[Source text]
########

What DPI should I scan at for OCR?

300 DPI is the standard recommendation. 200 DPI works for clean printed text. 400-600 DPI helps with small fonts or degraded documents. Higher than 600 DPI rarely improves accuracy.

Can OCR read handwriting?

Modern OCR can read neat handwriting with 60-80% accuracy. Cursive and messy handwriting remains challenging. Specialized handwriting recognition (ICR) tools perform better than general OCR.

Is Tesseract OCR good enough?

Tesseract 5 achieves 95-99% accuracy on clean printed text. For degraded documents, complex layouts, or handwriting, commercial engines like ABBYY or Google Vision API perform better.

How do I OCR a PDF in bulk?

Use ocrmypdf for batch processing: find . -name '*.pdf' -exec ocrmypdf {} {}.ocr.pdf. It handles multi-page PDFs, skips already-OCR'd pages, and produces PDF/A output.

PDF OCR: Extract Text from Scanned Documents

Q: What is a searchable PDF?

A searchable PDF has an invisible text layer behind the scanned image. You see the original scan but can select, copy, and search the OCR-extracted text.

March 31, 2026 · 12 min read

Table of Contents

What Is OCR?
How OCR Works
Accuracy Factors That Matter
OCR Engines Compared
Tesseract CLI Guide
ocrmypdf: The Best CLI Tool
Practical OCR Workflow
Accuracy by Document Type
Troubleshooting Common Issues
Batch Processing Multiple PDFs
Frequently Asked Questions
Related Articles

What Is OCR?

########

[Records provided]
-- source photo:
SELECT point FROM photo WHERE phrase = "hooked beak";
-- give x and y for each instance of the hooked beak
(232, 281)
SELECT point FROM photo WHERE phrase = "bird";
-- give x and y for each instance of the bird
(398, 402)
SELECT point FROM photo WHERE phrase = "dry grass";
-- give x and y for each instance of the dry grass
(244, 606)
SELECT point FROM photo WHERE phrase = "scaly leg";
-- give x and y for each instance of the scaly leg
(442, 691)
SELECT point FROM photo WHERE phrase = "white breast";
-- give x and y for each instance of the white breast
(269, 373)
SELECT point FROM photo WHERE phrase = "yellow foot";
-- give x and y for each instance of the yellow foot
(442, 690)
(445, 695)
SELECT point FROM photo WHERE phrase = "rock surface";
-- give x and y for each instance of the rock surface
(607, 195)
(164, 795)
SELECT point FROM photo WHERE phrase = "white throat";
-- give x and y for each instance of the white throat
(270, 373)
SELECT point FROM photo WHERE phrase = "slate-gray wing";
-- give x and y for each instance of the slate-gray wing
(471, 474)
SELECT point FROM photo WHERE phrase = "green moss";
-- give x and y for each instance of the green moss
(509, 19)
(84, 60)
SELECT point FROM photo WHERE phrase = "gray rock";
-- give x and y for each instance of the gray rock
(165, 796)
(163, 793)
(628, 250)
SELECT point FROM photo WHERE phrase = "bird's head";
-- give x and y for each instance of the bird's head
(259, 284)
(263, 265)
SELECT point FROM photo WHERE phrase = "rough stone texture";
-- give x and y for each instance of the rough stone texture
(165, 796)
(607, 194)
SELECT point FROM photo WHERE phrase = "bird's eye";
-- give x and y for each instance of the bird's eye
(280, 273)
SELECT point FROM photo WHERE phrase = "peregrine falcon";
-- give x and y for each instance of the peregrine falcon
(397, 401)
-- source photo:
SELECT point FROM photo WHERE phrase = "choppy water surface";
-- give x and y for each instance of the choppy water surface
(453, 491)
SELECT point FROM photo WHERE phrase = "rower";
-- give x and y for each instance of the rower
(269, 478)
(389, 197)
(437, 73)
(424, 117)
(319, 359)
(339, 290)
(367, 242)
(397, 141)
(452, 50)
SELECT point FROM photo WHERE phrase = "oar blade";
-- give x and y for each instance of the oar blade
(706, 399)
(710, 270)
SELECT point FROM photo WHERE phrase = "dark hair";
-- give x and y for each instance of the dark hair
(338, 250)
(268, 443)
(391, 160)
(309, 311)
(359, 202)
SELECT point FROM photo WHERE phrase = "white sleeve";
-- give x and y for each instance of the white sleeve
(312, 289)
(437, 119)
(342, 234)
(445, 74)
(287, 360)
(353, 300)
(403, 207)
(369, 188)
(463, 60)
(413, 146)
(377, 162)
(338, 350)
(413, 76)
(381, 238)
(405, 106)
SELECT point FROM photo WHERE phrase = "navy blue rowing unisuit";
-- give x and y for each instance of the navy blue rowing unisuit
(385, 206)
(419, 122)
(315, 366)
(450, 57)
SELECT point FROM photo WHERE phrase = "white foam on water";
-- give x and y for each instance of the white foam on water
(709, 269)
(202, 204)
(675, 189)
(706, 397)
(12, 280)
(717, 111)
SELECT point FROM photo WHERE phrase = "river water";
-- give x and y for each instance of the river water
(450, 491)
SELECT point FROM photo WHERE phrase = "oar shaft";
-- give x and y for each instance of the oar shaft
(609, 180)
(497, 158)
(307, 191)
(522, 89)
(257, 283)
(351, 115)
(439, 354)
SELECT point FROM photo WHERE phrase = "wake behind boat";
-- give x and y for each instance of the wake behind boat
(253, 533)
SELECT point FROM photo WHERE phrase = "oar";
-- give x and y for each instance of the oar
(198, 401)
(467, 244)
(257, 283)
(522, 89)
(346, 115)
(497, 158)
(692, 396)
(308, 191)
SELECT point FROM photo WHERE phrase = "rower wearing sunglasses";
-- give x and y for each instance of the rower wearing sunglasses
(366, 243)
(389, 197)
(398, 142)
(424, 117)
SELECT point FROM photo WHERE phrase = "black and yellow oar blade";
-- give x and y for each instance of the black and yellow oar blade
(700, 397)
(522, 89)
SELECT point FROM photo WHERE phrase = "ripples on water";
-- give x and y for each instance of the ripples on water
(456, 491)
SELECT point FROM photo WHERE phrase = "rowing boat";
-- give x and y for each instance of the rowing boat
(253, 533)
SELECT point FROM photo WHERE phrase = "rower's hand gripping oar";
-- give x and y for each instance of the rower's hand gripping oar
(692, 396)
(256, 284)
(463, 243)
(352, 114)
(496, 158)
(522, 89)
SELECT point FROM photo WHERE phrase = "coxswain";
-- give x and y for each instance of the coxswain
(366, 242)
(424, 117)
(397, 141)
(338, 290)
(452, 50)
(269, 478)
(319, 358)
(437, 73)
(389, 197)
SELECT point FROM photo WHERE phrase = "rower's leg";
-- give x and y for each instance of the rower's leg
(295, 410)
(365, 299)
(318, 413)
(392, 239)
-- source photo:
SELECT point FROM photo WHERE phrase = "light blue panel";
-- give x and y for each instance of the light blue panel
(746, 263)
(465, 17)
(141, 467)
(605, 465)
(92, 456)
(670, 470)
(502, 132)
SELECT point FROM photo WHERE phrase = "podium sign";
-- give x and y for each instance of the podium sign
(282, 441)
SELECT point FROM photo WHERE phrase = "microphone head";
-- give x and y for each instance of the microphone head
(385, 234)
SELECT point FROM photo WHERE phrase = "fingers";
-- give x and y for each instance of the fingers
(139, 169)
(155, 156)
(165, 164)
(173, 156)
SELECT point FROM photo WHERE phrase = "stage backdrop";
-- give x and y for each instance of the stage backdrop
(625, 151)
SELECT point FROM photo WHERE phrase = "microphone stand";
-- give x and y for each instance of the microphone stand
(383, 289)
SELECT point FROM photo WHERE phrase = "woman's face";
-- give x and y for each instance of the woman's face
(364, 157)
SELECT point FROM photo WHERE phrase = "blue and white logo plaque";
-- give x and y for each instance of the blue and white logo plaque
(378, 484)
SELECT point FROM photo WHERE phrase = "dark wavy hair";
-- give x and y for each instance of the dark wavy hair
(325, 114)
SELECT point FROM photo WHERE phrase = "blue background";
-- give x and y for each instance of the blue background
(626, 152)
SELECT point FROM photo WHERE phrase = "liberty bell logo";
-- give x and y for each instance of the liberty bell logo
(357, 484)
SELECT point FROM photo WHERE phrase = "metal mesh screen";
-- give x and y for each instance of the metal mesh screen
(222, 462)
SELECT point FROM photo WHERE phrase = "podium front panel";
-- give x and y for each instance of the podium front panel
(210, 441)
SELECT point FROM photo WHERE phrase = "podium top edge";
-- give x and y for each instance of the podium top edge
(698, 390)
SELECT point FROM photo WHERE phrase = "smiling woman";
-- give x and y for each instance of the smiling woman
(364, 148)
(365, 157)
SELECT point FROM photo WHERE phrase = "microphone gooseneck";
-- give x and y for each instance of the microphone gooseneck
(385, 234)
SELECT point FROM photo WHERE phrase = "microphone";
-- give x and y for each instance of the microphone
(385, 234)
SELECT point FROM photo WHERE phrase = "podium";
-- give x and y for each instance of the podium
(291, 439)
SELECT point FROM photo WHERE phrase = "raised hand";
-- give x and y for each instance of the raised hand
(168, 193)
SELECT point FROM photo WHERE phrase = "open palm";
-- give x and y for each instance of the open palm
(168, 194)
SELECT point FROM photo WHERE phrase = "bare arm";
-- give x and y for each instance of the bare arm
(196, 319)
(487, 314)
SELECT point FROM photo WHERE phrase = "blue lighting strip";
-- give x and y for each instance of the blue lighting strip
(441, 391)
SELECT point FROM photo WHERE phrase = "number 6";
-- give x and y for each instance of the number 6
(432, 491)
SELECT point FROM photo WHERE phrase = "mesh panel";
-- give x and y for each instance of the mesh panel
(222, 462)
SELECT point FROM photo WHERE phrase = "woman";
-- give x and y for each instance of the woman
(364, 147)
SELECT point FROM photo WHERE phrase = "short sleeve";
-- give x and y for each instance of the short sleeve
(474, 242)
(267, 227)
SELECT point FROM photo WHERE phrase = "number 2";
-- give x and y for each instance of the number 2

########

[Exercise instructions]
**a)** According to the OCR page, what scanning resolution is the standard recommendation?
**b)** What three things does the OCR page say ocrmypdf does during batch processing?
**c)** Go on with the OCR page from its last heading by writing a short section under "What Is OCR?"

[Per-task answers]
**a)** 300 DPI.

**b)** It handles multi-page PDFs, skips already-OCR'd pages, and produces PDF/A output.

**c)**
OCR (Optical Character Recognition) converts images of text into machine-readable text. When you scan a paper document to PDF, the result is essentially a collection of images — you can see the text but cannot select, search, or copy it. OCR analyzes these images and extracts the text content.

A "searchable PDF" has an invisible text layer positioned behind the scanned image. You see the original scan, but you can press Ctrl+F to search, select text to copy, and screen readers can read the content aloud for accessibility. This makes scanned documents as functional as native digital PDFs.

OCR technology has evolved dramatically over the past decade. Early systems relied on template matching and required clean, high-quality scans. Modern OCR engines use deep learning neural networks that can handle degraded documents, multiple languages, and complex layouts with remarkable accuracy.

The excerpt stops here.